● Goal
Transcribe all the records with complete accuracy.

↓↓↓

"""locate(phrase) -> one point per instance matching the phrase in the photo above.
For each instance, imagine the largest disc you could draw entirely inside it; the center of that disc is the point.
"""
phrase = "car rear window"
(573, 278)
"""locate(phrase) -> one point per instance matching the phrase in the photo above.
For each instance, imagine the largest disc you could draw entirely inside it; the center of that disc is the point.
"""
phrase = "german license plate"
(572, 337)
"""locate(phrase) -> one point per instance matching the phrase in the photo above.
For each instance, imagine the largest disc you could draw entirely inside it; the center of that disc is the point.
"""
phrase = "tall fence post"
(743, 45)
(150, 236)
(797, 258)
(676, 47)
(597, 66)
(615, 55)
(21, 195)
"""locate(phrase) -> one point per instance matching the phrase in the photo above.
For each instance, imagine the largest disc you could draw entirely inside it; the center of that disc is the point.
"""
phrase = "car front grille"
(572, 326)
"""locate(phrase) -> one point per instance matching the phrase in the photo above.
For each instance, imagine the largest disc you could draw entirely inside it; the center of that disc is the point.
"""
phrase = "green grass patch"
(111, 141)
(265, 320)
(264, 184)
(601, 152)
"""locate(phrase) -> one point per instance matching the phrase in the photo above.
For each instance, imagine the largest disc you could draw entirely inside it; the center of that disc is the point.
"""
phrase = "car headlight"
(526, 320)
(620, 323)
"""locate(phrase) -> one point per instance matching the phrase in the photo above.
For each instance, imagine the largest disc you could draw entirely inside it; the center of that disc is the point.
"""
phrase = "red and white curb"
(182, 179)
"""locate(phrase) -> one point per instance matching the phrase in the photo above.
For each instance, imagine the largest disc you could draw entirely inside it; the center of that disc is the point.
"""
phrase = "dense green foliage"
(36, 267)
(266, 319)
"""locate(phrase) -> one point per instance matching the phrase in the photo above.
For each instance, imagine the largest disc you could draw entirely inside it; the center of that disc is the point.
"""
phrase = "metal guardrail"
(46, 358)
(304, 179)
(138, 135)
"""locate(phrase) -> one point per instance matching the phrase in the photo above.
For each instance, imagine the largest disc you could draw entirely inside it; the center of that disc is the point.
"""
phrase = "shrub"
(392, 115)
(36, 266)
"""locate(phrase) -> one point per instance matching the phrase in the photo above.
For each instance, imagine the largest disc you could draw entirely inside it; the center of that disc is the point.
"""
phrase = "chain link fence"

↑↑↑

● Exercise response
"""locate(phrase) -> one point per instance matching the phrase in the photo above.
For each instance, imagine the largest disc you could draw entirely inside it; the center of that disc is the point.
"""
phrase = "car rear window"
(573, 278)
"""locate(phrase) -> one point per instance matching the phrase in the photo above.
For each instance, imagine the largest disc you could draw entirely inside it; the center of that disc is the point.
"""
phrase = "german license plate"
(572, 337)
"""locate(phrase) -> one point per instance matching the phrase in the photo above.
For each instance, imagine the largest disc you could draw entirely inside it; the center of that disc is the point.
"""
phrase = "tall fence post"
(743, 45)
(150, 236)
(797, 258)
(676, 47)
(597, 66)
(615, 55)
(21, 195)
"""locate(phrase) -> one point per instance matching the phrase in the photo above.
For each instance, imagine the largest disc you could draw entirely inside it; the center of that disc is the point.
"""
phrase = "car front grille"
(572, 326)
"""locate(phrase) -> one point per instance matching the phrase in the photo above.
For each instance, imagine the largest disc you could draw entirely inside it; the center of that disc is the point.
"""
phrase = "green grass patch"
(111, 141)
(265, 320)
(264, 184)
(601, 152)
"""locate(phrase) -> one point per instance matching the phrase in the photo above.
For each instance, imagine the largest disc you could draw entirely inside it; the center of that disc is the point.
"""
phrase = "car headlight"
(526, 320)
(620, 323)
"""locate(phrase) -> one point per instance matching the phrase in the photo above.
For each instance, imagine the largest disc you could draw entirely inside it; the center of that disc is the point.
"""
phrase = "red and white curb"
(182, 179)
"""locate(phrase) -> one point per instance matching the phrase in the photo above.
For each instance, imagine the largest disc you could draw entirely inside it; the center of that disc is the point.
"""
phrase = "dense green foliage"
(36, 267)
(266, 319)
"""locate(phrase) -> one point per instance matching the phrase in the photo above.
For each instance, imagine the largest disc you could draw entirely inside it; the center of that disc is the point.
"""
phrase = "metal guardrail"
(46, 358)
(304, 179)
(138, 135)
"""locate(phrase) -> one point per instance matching the phrase in the photo above.
For each instance, imagine the largest disc you could draw entirely inside it; the center of that disc is the point.
"""
phrase = "shrub"
(392, 115)
(36, 266)
"""locate(phrase) -> one point per instance matching the phrase in the photo above.
For each instance, imagine the largest disc you could draw entirely inside it; the center of that disc is the point.
"""
phrase = "chain link fence"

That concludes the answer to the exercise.